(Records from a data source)
---------------

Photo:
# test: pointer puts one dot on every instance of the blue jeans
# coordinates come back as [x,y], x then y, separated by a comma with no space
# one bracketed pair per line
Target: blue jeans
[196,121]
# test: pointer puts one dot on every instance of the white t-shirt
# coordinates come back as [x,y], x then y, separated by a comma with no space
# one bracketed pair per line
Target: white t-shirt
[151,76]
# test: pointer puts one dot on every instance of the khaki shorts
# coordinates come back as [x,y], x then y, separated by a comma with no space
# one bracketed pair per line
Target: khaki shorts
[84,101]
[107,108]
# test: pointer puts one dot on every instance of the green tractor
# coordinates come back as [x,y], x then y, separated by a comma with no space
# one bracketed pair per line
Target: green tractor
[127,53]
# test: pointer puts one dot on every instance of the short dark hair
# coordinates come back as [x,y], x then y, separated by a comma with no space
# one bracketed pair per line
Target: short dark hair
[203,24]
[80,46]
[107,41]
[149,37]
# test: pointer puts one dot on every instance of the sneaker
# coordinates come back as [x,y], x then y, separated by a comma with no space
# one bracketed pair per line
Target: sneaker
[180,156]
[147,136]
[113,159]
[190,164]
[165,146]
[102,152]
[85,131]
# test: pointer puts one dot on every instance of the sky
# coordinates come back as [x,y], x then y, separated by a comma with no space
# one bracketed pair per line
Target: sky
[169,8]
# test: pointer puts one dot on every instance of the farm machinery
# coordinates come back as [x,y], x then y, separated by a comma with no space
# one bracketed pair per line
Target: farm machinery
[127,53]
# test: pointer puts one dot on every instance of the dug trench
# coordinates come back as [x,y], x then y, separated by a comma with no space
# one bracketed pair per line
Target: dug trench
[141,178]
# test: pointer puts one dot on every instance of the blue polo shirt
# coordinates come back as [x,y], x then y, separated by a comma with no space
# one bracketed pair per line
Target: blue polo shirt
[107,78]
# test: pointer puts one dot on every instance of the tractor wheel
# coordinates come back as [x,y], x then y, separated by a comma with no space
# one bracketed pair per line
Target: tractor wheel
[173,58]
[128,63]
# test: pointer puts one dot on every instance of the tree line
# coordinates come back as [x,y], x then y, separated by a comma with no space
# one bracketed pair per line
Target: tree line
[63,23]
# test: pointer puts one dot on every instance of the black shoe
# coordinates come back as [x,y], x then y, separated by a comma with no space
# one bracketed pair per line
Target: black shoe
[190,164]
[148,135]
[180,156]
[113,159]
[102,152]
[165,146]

---------------

[PROBLEM DETAILS]
Take the records above and return them exactly as written.

[ANSWER IN FULL]
Photo:
# test: pointer puts one dot on every instance of the blue jeans
# coordinates come back as [x,y], x then y, separated by a comma with no space
# one bracketed pair per line
Target: blue jeans
[196,121]
# test: pointer puts one dot on every instance of the white t-shirt
# coordinates come back as [x,y], x then y, separated by a comma with no space
# one bracketed pair per line
Target: white t-shirt
[151,76]
# test: pointer puts one dot on every instance of the khaki shorts
# coordinates come back as [x,y], x then y, separated by a comma with no space
# one bracketed pair per line
Target: khaki shorts
[84,101]
[107,108]
# test: pointer puts one dot on every instance of the green tractor
# coordinates come back as [x,y], x then y, separated by a comma with no space
# one bracketed pair per line
Target: green tractor
[127,53]
# test: pointer puts one dot on every instance of the short dark hair
# coordinates come back as [x,y], x then y, separated by a comma with no space
# one bracketed pair per line
Target: short dark hair
[203,24]
[80,46]
[107,41]
[149,37]
# test: pointer puts one dot on every instance of the sneaker
# coordinates come back as [x,y], x then y, separated by a comma with no space
# one bracketed pair per line
Target: sneaker
[180,156]
[147,136]
[113,159]
[190,164]
[165,146]
[102,152]
[85,131]
# test: pointer puts one dot on every instance of the sky
# coordinates come back as [x,y], x then y, separated by a comma with no space
# one bracketed pair per line
Target: sky
[169,8]
# test: pointer puts one dot on every instance of the farm machinery
# coordinates come back as [x,y], x then y, separated by a comma with no space
# one bracketed pair per line
Target: farm machinery
[127,53]
# test: pointer puts one dot on every instance of the dug trench
# coordinates come back as [x,y], x then y, separated by a comma with no space
# one bracketed pair per line
Target: dug trench
[141,178]
# test: pointer puts one dot on every instance of the blue polo shirt
# coordinates come back as [x,y], x then y, separated by a comma with no space
# one bracketed pair per line
Target: blue polo shirt
[107,78]
# test: pointer puts one dot on every instance of the tractor wheel
# coordinates come back as [x,y], x then y, separated by a comma with no space
# one bracketed pair per line
Target: tractor wheel
[173,58]
[128,63]
# test: pointer puts one dot on every instance of the tree line
# coordinates come back as [x,y], x then y, separated by a comma with no space
# one bracketed pair per line
Target: tree line
[63,23]
# test: pointer puts one dot on every instance of the black shoe
# coordinates come back as [x,y], x then y, separated by a comma with no space
# one bracketed pair per line
Target: black shoe
[190,164]
[148,135]
[180,156]
[113,159]
[102,152]
[165,146]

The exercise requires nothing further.